> [Available data]:

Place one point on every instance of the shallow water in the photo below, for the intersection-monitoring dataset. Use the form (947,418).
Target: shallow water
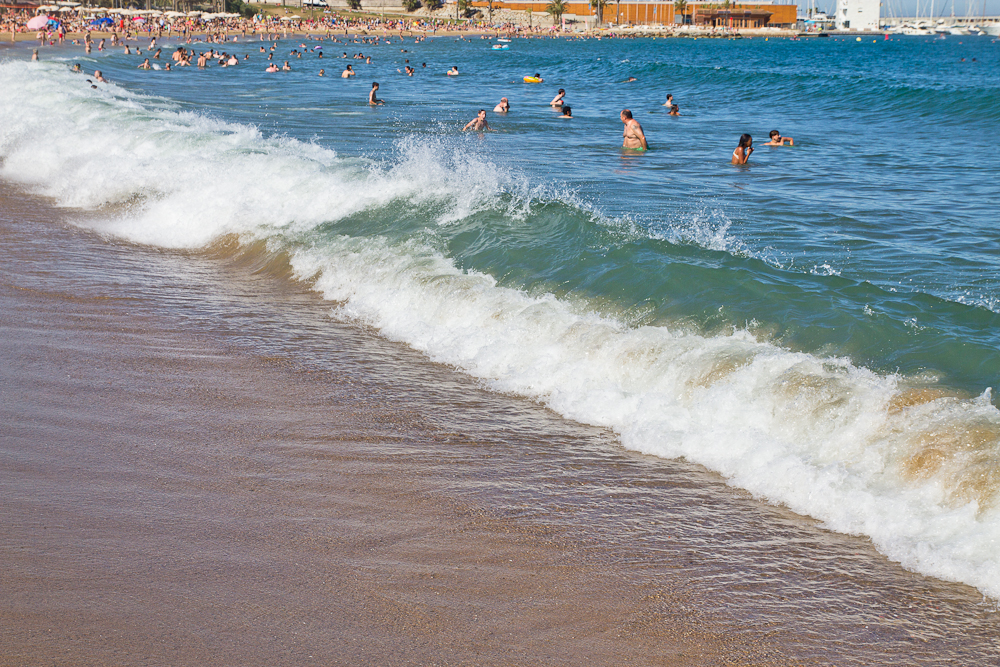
(818,327)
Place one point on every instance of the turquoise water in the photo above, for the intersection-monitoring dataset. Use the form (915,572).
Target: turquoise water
(819,326)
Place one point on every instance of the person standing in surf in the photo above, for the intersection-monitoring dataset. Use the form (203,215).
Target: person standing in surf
(633,138)
(478,123)
(742,152)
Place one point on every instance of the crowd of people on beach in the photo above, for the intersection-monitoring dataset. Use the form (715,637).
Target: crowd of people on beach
(633,136)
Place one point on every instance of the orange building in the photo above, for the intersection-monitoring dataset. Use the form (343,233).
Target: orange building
(707,14)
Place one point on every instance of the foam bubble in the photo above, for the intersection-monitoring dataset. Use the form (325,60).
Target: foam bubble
(893,458)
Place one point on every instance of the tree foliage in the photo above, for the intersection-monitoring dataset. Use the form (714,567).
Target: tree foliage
(556,8)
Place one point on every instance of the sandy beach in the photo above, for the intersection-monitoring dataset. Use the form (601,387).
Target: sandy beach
(208,456)
(172,498)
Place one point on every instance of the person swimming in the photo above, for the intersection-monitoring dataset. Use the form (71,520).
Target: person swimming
(632,135)
(478,123)
(778,140)
(742,152)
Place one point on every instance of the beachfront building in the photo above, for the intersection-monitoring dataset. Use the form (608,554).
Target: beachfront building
(858,14)
(732,15)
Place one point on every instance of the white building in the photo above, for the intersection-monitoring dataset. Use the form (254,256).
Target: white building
(858,14)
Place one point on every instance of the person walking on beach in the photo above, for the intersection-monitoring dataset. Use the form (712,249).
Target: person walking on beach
(478,123)
(742,152)
(633,138)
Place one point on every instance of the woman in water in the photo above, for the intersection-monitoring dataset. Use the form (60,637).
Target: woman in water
(742,152)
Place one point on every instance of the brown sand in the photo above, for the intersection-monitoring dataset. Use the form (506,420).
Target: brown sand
(171,498)
(199,466)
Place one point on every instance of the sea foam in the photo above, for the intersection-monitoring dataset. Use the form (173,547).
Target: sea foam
(894,458)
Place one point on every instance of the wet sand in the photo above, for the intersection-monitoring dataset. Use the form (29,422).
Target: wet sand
(198,465)
(177,493)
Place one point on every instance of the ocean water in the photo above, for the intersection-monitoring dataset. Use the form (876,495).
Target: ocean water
(820,326)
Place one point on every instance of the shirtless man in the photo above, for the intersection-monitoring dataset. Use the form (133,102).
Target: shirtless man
(478,123)
(778,140)
(742,152)
(633,137)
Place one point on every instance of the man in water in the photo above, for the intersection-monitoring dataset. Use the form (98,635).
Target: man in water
(778,140)
(633,138)
(478,123)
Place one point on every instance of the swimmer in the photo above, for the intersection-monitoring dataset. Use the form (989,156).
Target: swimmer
(742,152)
(778,140)
(632,136)
(478,123)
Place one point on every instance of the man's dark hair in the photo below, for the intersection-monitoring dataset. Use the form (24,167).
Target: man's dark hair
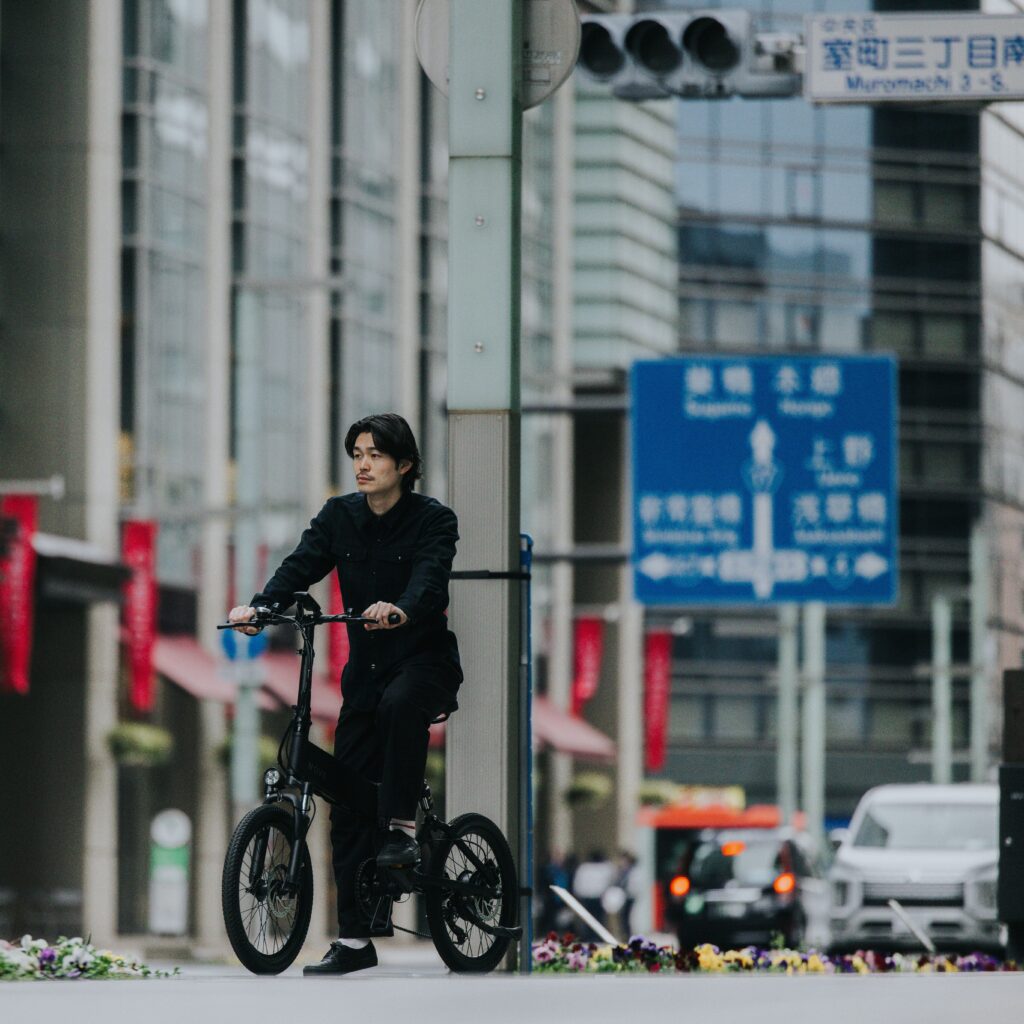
(393,436)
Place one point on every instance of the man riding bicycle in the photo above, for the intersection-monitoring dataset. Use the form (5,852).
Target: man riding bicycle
(393,551)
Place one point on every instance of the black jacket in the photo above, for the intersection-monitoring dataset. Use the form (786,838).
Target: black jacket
(403,557)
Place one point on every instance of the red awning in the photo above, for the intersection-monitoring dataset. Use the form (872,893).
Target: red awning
(282,680)
(187,664)
(559,731)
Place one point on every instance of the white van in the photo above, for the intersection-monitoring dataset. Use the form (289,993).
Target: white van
(934,849)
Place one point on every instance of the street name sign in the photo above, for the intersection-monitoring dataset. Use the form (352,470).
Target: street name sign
(920,57)
(764,479)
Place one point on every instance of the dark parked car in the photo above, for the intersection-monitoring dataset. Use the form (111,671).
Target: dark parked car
(740,888)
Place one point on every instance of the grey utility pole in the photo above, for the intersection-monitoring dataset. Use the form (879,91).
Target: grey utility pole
(484,134)
(788,725)
(942,694)
(979,653)
(245,735)
(814,718)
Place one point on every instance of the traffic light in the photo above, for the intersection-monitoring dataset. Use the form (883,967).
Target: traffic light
(699,54)
(604,57)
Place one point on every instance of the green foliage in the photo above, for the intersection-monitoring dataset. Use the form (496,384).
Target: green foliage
(588,791)
(656,793)
(266,749)
(140,744)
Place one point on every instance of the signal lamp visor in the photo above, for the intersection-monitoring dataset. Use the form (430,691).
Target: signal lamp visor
(708,41)
(652,48)
(785,883)
(679,886)
(598,52)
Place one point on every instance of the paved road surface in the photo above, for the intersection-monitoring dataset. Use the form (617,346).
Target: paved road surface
(412,986)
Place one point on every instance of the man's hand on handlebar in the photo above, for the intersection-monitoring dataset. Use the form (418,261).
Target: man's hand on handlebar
(243,613)
(381,611)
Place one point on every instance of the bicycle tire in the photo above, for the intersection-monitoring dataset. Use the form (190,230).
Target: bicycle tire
(479,951)
(255,919)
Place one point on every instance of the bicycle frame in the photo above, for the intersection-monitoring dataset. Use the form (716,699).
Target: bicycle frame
(314,771)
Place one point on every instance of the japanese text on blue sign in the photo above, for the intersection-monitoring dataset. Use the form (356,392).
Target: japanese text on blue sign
(759,480)
(868,57)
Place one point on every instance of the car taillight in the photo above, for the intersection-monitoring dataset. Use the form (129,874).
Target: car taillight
(785,883)
(679,886)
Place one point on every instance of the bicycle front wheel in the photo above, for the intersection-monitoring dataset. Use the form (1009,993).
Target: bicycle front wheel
(266,924)
(478,855)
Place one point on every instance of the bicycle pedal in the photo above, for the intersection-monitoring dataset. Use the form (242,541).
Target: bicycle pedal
(401,878)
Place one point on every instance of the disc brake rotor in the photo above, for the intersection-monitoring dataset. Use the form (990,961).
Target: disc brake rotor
(368,891)
(281,903)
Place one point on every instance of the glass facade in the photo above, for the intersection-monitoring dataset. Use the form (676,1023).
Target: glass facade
(847,229)
(164,215)
(365,172)
(270,242)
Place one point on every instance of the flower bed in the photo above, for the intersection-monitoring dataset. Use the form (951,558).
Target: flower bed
(566,954)
(38,960)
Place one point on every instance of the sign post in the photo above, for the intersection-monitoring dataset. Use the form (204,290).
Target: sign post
(771,481)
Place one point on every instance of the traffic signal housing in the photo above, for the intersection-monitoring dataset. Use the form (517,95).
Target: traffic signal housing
(699,54)
(604,57)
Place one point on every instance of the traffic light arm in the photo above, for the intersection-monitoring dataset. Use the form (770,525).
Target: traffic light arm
(697,54)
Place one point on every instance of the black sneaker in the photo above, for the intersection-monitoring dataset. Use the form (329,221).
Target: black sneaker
(343,960)
(399,850)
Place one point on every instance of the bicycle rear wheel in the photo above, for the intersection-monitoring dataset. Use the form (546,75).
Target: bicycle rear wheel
(479,855)
(265,924)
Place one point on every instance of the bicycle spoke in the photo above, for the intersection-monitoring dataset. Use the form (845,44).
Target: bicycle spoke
(469,857)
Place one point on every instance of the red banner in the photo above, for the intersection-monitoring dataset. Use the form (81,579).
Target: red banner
(138,551)
(337,649)
(589,644)
(657,691)
(17,574)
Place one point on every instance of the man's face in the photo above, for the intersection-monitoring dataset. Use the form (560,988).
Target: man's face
(376,473)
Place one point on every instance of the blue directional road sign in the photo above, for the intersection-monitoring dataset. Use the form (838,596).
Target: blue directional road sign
(758,480)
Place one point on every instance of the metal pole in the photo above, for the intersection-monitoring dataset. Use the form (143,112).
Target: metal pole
(245,767)
(942,734)
(785,762)
(979,654)
(814,718)
(526,757)
(484,136)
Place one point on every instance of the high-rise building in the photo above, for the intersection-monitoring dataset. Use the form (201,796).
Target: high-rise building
(856,229)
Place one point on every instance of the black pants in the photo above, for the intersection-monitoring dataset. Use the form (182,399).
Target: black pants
(383,752)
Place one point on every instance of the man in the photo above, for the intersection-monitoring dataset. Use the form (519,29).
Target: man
(393,551)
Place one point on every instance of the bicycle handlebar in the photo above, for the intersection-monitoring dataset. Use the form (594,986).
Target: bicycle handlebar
(266,617)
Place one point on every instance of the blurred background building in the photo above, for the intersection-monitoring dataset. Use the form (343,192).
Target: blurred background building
(219,218)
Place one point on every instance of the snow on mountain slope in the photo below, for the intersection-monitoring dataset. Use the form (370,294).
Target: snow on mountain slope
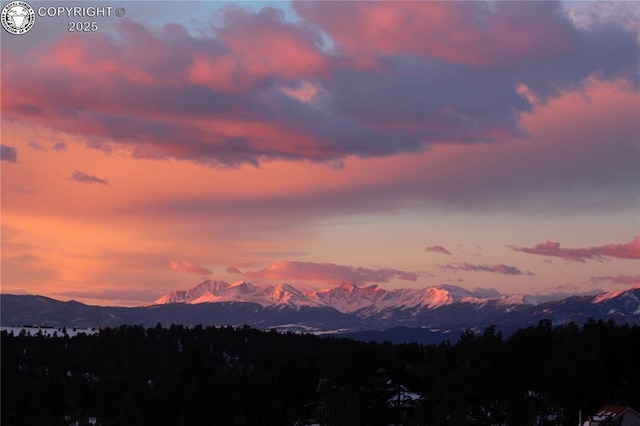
(370,300)
(346,298)
(188,296)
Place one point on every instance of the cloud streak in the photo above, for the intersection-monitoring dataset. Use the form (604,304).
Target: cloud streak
(328,273)
(498,269)
(83,177)
(630,250)
(8,153)
(438,249)
(188,267)
(617,279)
(256,87)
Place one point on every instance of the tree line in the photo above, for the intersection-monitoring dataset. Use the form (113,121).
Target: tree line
(177,375)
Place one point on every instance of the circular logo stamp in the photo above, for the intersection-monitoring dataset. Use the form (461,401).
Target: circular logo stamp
(18,17)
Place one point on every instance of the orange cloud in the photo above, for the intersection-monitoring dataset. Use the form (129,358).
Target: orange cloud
(189,267)
(630,250)
(328,273)
(617,279)
(438,249)
(499,269)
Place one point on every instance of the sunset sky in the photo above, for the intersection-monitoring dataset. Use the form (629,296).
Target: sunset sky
(487,145)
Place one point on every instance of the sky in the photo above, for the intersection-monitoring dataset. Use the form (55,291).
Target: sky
(489,145)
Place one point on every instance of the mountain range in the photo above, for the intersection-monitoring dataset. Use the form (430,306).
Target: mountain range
(426,315)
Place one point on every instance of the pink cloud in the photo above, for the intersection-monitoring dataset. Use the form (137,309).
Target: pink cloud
(8,153)
(488,36)
(83,177)
(436,72)
(498,269)
(618,279)
(328,273)
(630,250)
(189,267)
(438,249)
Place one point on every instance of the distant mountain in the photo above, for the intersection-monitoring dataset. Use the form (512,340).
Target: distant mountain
(426,315)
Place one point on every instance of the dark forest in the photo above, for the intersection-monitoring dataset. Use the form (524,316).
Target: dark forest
(130,375)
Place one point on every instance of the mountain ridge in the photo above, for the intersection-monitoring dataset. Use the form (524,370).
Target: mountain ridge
(426,315)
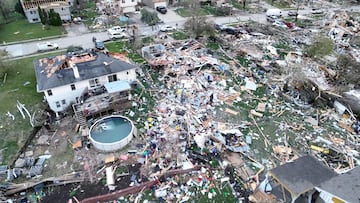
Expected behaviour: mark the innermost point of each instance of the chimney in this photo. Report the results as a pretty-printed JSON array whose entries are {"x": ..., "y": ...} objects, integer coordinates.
[{"x": 76, "y": 71}]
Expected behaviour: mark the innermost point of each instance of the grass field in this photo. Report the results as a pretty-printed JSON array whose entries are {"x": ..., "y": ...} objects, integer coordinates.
[
  {"x": 18, "y": 83},
  {"x": 23, "y": 30}
]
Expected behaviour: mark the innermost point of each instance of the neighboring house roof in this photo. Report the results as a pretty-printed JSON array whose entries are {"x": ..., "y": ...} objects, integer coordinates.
[
  {"x": 346, "y": 185},
  {"x": 60, "y": 70},
  {"x": 31, "y": 4},
  {"x": 302, "y": 175}
]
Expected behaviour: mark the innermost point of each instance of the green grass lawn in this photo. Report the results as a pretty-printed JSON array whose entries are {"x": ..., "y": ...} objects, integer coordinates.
[
  {"x": 17, "y": 79},
  {"x": 23, "y": 30}
]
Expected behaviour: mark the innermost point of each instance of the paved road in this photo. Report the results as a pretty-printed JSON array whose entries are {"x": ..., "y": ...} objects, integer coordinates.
[{"x": 85, "y": 39}]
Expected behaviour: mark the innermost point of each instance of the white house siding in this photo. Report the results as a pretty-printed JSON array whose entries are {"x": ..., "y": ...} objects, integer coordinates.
[
  {"x": 65, "y": 92},
  {"x": 128, "y": 6},
  {"x": 64, "y": 13},
  {"x": 128, "y": 9},
  {"x": 155, "y": 3},
  {"x": 32, "y": 15},
  {"x": 162, "y": 3}
]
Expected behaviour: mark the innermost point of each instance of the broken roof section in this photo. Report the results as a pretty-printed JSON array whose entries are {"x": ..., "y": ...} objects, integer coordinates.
[
  {"x": 67, "y": 69},
  {"x": 302, "y": 175},
  {"x": 117, "y": 86},
  {"x": 345, "y": 187}
]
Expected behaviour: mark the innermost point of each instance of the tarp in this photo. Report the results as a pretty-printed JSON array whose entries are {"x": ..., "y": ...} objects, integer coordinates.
[{"x": 117, "y": 86}]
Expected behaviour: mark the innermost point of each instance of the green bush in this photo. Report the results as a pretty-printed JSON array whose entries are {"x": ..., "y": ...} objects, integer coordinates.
[{"x": 321, "y": 46}]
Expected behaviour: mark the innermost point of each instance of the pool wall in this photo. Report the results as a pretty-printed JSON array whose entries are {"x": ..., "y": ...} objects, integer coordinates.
[{"x": 109, "y": 147}]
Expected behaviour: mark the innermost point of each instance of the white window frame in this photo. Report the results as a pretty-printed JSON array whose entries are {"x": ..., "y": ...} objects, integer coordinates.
[{"x": 94, "y": 83}]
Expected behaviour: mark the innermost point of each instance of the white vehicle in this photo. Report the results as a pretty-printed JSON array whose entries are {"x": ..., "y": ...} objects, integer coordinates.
[
  {"x": 274, "y": 12},
  {"x": 167, "y": 28},
  {"x": 117, "y": 35},
  {"x": 46, "y": 46},
  {"x": 117, "y": 29},
  {"x": 317, "y": 11}
]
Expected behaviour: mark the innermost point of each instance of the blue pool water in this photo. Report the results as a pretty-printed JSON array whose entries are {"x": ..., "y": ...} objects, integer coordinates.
[{"x": 111, "y": 129}]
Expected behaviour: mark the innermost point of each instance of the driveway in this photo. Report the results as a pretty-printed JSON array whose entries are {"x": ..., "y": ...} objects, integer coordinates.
[{"x": 73, "y": 29}]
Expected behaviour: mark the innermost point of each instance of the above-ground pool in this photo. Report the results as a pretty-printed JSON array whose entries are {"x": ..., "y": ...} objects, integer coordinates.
[{"x": 111, "y": 133}]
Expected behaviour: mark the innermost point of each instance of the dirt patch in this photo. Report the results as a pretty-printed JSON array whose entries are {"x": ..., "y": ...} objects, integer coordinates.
[{"x": 84, "y": 190}]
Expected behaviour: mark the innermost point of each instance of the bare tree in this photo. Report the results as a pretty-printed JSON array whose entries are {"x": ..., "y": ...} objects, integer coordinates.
[{"x": 5, "y": 10}]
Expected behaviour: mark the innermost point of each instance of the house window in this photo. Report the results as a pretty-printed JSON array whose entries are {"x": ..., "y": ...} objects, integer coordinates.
[
  {"x": 94, "y": 83},
  {"x": 112, "y": 78},
  {"x": 49, "y": 93}
]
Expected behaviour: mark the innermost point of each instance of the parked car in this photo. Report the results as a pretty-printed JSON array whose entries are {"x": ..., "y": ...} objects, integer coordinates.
[
  {"x": 117, "y": 29},
  {"x": 161, "y": 9},
  {"x": 99, "y": 45},
  {"x": 317, "y": 11},
  {"x": 292, "y": 13},
  {"x": 47, "y": 46},
  {"x": 167, "y": 28}
]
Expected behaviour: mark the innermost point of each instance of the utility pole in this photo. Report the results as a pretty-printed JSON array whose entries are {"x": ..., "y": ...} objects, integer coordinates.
[{"x": 297, "y": 10}]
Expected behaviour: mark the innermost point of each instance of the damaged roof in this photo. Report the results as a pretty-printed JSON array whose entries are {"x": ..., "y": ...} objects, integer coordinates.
[
  {"x": 346, "y": 185},
  {"x": 58, "y": 71},
  {"x": 302, "y": 174}
]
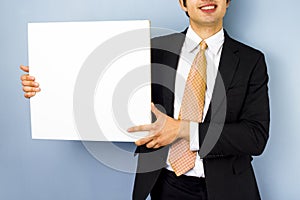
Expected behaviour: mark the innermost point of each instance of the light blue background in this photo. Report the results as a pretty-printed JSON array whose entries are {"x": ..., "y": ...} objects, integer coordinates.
[{"x": 47, "y": 170}]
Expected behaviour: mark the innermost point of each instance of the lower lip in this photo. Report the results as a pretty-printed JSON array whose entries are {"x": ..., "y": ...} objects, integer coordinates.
[{"x": 209, "y": 11}]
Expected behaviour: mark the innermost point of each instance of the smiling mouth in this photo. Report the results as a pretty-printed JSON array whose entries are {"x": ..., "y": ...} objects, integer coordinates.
[{"x": 208, "y": 7}]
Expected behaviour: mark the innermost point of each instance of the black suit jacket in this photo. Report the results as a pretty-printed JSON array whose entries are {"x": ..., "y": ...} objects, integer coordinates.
[{"x": 235, "y": 128}]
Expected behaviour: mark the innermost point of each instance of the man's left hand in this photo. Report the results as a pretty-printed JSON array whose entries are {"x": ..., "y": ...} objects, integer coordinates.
[{"x": 163, "y": 131}]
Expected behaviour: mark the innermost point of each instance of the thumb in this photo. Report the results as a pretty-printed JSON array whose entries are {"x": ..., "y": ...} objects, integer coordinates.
[{"x": 156, "y": 112}]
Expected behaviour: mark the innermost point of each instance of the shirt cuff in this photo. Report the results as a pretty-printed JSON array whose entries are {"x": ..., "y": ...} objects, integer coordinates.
[{"x": 194, "y": 136}]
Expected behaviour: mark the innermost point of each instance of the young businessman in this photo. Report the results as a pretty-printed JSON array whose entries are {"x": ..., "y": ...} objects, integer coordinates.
[{"x": 235, "y": 78}]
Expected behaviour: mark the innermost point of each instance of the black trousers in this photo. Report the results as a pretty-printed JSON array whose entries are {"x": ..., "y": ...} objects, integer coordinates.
[{"x": 171, "y": 187}]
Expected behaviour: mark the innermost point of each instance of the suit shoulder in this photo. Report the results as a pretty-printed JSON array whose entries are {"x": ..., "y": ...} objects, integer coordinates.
[
  {"x": 167, "y": 40},
  {"x": 246, "y": 49}
]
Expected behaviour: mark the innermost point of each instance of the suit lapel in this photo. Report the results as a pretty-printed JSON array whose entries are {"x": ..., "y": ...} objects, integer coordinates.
[
  {"x": 171, "y": 49},
  {"x": 227, "y": 67}
]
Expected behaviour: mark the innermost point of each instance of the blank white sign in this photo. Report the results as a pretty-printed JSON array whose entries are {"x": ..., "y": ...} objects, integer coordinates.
[{"x": 94, "y": 79}]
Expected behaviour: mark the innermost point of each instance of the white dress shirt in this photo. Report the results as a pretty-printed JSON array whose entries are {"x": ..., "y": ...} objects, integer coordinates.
[{"x": 188, "y": 52}]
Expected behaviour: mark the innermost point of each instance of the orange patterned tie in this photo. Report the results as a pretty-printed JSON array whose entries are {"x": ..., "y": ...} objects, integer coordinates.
[{"x": 180, "y": 157}]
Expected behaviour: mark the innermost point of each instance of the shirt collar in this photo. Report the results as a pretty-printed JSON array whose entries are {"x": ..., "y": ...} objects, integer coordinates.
[{"x": 214, "y": 42}]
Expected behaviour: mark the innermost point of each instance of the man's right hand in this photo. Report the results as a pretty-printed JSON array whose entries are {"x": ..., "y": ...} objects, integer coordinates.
[{"x": 30, "y": 87}]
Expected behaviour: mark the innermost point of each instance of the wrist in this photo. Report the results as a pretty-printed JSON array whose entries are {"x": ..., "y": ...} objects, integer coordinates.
[{"x": 184, "y": 130}]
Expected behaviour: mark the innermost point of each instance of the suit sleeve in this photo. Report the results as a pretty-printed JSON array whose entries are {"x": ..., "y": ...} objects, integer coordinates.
[{"x": 248, "y": 134}]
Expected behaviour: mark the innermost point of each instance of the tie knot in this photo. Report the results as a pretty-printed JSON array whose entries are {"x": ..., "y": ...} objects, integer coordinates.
[{"x": 203, "y": 45}]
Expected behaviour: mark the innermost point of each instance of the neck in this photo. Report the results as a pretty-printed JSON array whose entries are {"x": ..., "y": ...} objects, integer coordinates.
[{"x": 205, "y": 32}]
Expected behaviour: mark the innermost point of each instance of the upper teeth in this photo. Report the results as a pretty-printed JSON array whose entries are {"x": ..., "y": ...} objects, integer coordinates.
[{"x": 208, "y": 7}]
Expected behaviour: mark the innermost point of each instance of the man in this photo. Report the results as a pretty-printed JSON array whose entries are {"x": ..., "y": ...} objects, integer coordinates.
[{"x": 234, "y": 112}]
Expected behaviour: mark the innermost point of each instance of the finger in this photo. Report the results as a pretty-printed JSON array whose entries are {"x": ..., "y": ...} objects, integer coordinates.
[
  {"x": 24, "y": 68},
  {"x": 145, "y": 127},
  {"x": 156, "y": 112},
  {"x": 26, "y": 77},
  {"x": 152, "y": 144},
  {"x": 31, "y": 89},
  {"x": 29, "y": 94},
  {"x": 144, "y": 140},
  {"x": 30, "y": 83}
]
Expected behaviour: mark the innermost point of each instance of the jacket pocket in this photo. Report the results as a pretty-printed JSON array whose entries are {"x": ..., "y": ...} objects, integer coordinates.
[{"x": 241, "y": 163}]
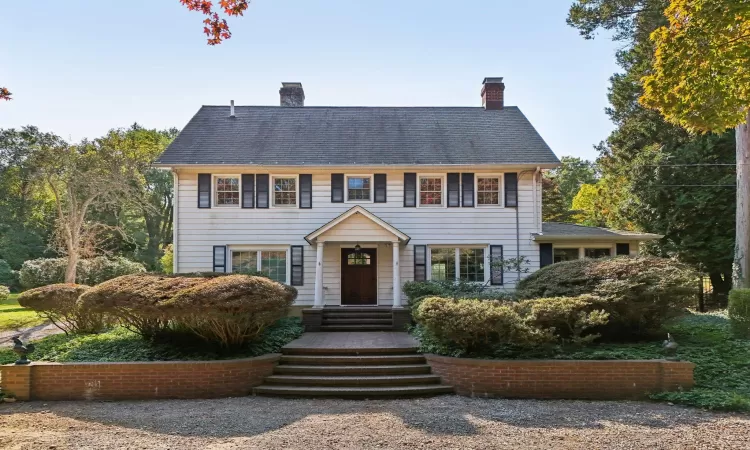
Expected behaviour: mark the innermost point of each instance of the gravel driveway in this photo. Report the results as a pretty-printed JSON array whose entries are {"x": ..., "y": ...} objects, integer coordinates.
[{"x": 441, "y": 422}]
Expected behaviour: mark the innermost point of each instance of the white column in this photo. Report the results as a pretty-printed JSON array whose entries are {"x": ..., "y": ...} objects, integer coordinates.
[
  {"x": 319, "y": 301},
  {"x": 396, "y": 276}
]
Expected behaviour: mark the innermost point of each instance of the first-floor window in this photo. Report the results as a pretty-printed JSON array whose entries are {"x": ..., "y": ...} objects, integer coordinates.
[
  {"x": 565, "y": 254},
  {"x": 464, "y": 264},
  {"x": 596, "y": 252},
  {"x": 270, "y": 263}
]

> [Exercise prompt]: Beginning with the line that contains "of the finger" in the data above, please copy each line exactly until the last line, both ends included, skipping any pictures.

> [Solved problem]:
Expected behaviour: mark the innermost point of each instance of the finger in this photo. Report the results as a pretty-printed JSON array whose entries are {"x": ..., "y": ...} objects, integer coordinates.
[
  {"x": 24, "y": 68},
  {"x": 145, "y": 127},
  {"x": 156, "y": 112},
  {"x": 26, "y": 77},
  {"x": 152, "y": 144},
  {"x": 31, "y": 89},
  {"x": 29, "y": 94},
  {"x": 144, "y": 140},
  {"x": 30, "y": 83}
]
Expected behaviour: mark the innermost point of each instance of the jacket pocket in this photo. Report the results as a pretty-printed JSON array whose entries are {"x": ..., "y": ...} objects, integer coordinates.
[{"x": 241, "y": 163}]
Expected behaviour: mark the innermost point of each instance of the gravel driveway in this photo. Report the results as a pretty-printed JSON array whose entries are {"x": ..., "y": ...} objects, integer coordinates.
[{"x": 441, "y": 422}]
Expected behaviour: mark the innermost point of each instance of the white column in this photo. Report the results as a pretty-printed JSON array whose entries are {"x": ..., "y": ...} objects, integer coordinates.
[
  {"x": 319, "y": 301},
  {"x": 396, "y": 276}
]
Expected behaviour: mark the innermost point of each instance of the first-floor window in this photo. Report the results as a pretty-printed JSON array whose entries are {"x": ..., "y": ...} objects, integer coordinates.
[
  {"x": 565, "y": 254},
  {"x": 464, "y": 264},
  {"x": 596, "y": 252},
  {"x": 270, "y": 263}
]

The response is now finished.